**WHAT YOU WILL DO:** Locate every line in the rows below that contains the word "Sample" and copy each of those lines out. Case counts.

**AVAILABLE DATA:**
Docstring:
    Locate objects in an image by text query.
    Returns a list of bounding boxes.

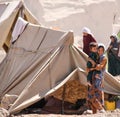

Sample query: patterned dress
[88,55,107,113]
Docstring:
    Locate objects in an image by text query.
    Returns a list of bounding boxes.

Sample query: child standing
[87,42,99,86]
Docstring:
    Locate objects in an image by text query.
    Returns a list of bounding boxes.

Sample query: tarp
[0,1,120,113]
[0,17,120,113]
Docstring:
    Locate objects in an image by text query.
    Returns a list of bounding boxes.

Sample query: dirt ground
[15,109,120,117]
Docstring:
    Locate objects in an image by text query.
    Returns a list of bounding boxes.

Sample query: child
[87,42,99,86]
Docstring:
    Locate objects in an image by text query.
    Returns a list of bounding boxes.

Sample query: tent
[0,0,39,51]
[0,17,120,113]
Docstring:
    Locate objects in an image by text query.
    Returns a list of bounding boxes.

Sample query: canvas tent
[0,0,39,51]
[0,16,120,113]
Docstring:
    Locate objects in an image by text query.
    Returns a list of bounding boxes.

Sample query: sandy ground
[15,110,120,117]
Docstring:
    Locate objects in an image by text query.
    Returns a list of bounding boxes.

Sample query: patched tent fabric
[0,17,120,113]
[0,0,39,49]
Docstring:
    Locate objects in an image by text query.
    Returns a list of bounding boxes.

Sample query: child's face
[91,46,97,52]
[98,48,104,56]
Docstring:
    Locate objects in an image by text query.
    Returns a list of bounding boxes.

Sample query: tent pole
[61,84,66,114]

**SOLVED PROBLEM:**
Sample query: patterned dress
Sample query: child standing
Sample query: tarp
Sample query: dirt ground
Sample query: child
Sample query: tent
Sample query: canvas tent
Sample query: sandy ground
Sample query: patched tent fabric
Sample query: child's face
Sample query: tent pole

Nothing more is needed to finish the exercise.